BEGIN Given information

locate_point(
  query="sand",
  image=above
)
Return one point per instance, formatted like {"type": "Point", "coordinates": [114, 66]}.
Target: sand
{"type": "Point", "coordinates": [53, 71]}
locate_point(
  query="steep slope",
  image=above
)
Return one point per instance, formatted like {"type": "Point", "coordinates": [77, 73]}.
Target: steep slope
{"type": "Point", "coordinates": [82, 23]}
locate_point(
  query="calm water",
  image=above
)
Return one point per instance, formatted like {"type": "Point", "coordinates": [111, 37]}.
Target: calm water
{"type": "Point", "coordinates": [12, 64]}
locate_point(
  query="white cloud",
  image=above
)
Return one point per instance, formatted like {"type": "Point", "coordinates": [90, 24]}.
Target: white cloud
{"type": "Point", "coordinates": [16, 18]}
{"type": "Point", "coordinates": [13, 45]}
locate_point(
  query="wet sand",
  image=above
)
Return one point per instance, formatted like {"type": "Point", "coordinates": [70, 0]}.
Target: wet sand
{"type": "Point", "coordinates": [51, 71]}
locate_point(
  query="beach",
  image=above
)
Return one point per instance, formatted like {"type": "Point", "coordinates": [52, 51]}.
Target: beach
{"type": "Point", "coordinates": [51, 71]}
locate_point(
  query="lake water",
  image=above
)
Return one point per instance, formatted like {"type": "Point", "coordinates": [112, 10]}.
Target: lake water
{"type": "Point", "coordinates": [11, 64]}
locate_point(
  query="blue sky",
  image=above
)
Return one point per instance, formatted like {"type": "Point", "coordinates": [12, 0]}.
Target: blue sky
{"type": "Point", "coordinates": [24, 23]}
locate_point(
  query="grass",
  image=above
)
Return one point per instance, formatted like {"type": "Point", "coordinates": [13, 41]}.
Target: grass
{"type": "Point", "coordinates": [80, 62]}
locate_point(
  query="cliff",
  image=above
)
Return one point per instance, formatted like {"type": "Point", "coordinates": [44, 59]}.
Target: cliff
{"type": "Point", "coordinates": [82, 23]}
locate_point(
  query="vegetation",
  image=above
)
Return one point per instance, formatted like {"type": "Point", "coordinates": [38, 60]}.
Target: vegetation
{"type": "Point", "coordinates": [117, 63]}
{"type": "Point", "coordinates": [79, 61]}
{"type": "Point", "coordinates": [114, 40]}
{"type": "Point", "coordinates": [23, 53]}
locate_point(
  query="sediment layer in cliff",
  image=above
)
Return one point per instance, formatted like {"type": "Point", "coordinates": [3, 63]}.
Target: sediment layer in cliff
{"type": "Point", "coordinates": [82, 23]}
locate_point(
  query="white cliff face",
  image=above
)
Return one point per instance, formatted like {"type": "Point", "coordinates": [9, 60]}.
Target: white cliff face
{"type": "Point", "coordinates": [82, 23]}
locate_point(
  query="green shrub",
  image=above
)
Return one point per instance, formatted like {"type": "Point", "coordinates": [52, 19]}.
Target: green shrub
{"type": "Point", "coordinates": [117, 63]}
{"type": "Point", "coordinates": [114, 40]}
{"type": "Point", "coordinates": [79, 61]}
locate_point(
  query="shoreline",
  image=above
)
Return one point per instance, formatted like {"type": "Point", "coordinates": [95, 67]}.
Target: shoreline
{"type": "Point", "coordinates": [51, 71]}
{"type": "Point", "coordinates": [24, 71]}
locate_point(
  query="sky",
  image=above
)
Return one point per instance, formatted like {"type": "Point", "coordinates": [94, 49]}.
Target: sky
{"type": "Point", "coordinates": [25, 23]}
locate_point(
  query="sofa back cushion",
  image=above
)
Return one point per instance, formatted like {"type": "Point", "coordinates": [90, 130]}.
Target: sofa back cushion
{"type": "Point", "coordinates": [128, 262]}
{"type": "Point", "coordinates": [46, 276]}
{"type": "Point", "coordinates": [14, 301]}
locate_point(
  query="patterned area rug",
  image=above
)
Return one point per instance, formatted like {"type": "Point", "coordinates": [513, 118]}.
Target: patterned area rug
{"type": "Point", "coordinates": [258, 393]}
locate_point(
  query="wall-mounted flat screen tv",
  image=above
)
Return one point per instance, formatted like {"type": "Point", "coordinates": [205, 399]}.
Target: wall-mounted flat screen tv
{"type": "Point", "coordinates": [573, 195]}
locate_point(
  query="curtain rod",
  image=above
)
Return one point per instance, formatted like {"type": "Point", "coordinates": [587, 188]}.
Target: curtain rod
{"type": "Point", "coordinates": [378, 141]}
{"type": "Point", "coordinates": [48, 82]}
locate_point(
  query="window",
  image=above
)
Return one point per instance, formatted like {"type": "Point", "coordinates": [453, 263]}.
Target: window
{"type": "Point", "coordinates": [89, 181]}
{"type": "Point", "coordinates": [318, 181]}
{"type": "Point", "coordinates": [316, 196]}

END Given information

Write out the whole listing exactly.

locate_point(
  query="sand",
  image=above
)
Return one point per instance, formatted like {"type": "Point", "coordinates": [114, 66]}.
Target: sand
{"type": "Point", "coordinates": [53, 71]}
locate_point(
  query="steep slope",
  image=above
)
Return one point per instance, formatted like {"type": "Point", "coordinates": [77, 73]}.
Target: steep slope
{"type": "Point", "coordinates": [82, 23]}
locate_point(
  query="calm water",
  image=above
)
Return one point per instance, formatted like {"type": "Point", "coordinates": [111, 37]}.
Target: calm water
{"type": "Point", "coordinates": [12, 64]}
locate_point(
  query="white cloud",
  image=above
)
Return one point per instance, formatted like {"type": "Point", "coordinates": [90, 24]}.
Target: white cloud
{"type": "Point", "coordinates": [16, 18]}
{"type": "Point", "coordinates": [13, 45]}
locate_point(
  query="wet sand",
  image=above
)
Return one point per instance, formatted like {"type": "Point", "coordinates": [70, 0]}.
Target: wet sand
{"type": "Point", "coordinates": [51, 71]}
locate_point(
  query="beach",
  image=above
)
Return one point per instance, formatted like {"type": "Point", "coordinates": [52, 51]}.
Target: beach
{"type": "Point", "coordinates": [51, 71]}
locate_point(
  query="lake water",
  image=above
)
Return one point per instance, formatted like {"type": "Point", "coordinates": [112, 10]}.
Target: lake water
{"type": "Point", "coordinates": [11, 64]}
locate_point(
  query="blue sky",
  image=above
)
Return one point per instance, formatted like {"type": "Point", "coordinates": [12, 0]}.
Target: blue sky
{"type": "Point", "coordinates": [24, 23]}
locate_point(
  query="grass",
  image=above
)
Return one point per instance, formatted like {"type": "Point", "coordinates": [13, 41]}.
Target: grass
{"type": "Point", "coordinates": [80, 62]}
locate_point(
  query="cliff",
  image=above
)
Return one point per instance, formatted like {"type": "Point", "coordinates": [44, 59]}.
Target: cliff
{"type": "Point", "coordinates": [82, 23]}
locate_point(
  query="vegetation",
  image=above
)
Return one point per instance, formatted like {"type": "Point", "coordinates": [38, 60]}.
Target: vegetation
{"type": "Point", "coordinates": [117, 63]}
{"type": "Point", "coordinates": [79, 61]}
{"type": "Point", "coordinates": [114, 40]}
{"type": "Point", "coordinates": [23, 53]}
locate_point(
  query="sediment layer in cliff",
  image=above
)
Return one point per instance, formatted like {"type": "Point", "coordinates": [3, 63]}.
Target: sediment layer in cliff
{"type": "Point", "coordinates": [82, 23]}
locate_point(
  query="white cliff face",
  image=above
)
Return one point per instance, formatted like {"type": "Point", "coordinates": [9, 60]}.
Target: white cliff face
{"type": "Point", "coordinates": [82, 23]}
locate_point(
  query="green shrub",
  image=above
)
Return one point per instance, formatted like {"type": "Point", "coordinates": [52, 19]}.
Target: green shrub
{"type": "Point", "coordinates": [117, 63]}
{"type": "Point", "coordinates": [114, 40]}
{"type": "Point", "coordinates": [79, 61]}
locate_point(
  query="shoreline",
  image=above
)
Return one point per instance, formatted like {"type": "Point", "coordinates": [95, 67]}.
Target: shoreline
{"type": "Point", "coordinates": [51, 71]}
{"type": "Point", "coordinates": [24, 71]}
locate_point(
  query="sky",
  image=above
)
Return one point per instance, formatted like {"type": "Point", "coordinates": [94, 49]}.
Target: sky
{"type": "Point", "coordinates": [25, 23]}
locate_point(
  query="sofa back cushion",
  image=above
)
Return one point per instance, formatted like {"type": "Point", "coordinates": [90, 130]}.
Target: sofa back cushion
{"type": "Point", "coordinates": [128, 262]}
{"type": "Point", "coordinates": [46, 276]}
{"type": "Point", "coordinates": [14, 301]}
locate_point(
  query="patterned area rug",
  image=above
)
Return one point per instance, formatted like {"type": "Point", "coordinates": [513, 118]}.
Target: patterned area rug
{"type": "Point", "coordinates": [258, 393]}
locate_point(
  query="wall-mounted flat screen tv",
  image=above
)
Return one point per instance, formatted like {"type": "Point", "coordinates": [205, 399]}.
Target: wall-mounted flat screen tv
{"type": "Point", "coordinates": [573, 195]}
locate_point(
  query="curtain rod",
  image=above
)
Return one point per instance, formatted like {"type": "Point", "coordinates": [587, 188]}.
Target: curtain rod
{"type": "Point", "coordinates": [378, 141]}
{"type": "Point", "coordinates": [48, 82]}
locate_point(
  query="window",
  image=above
)
Return one point per instance, formatted like {"type": "Point", "coordinates": [453, 263]}.
Target: window
{"type": "Point", "coordinates": [89, 181]}
{"type": "Point", "coordinates": [318, 181]}
{"type": "Point", "coordinates": [316, 196]}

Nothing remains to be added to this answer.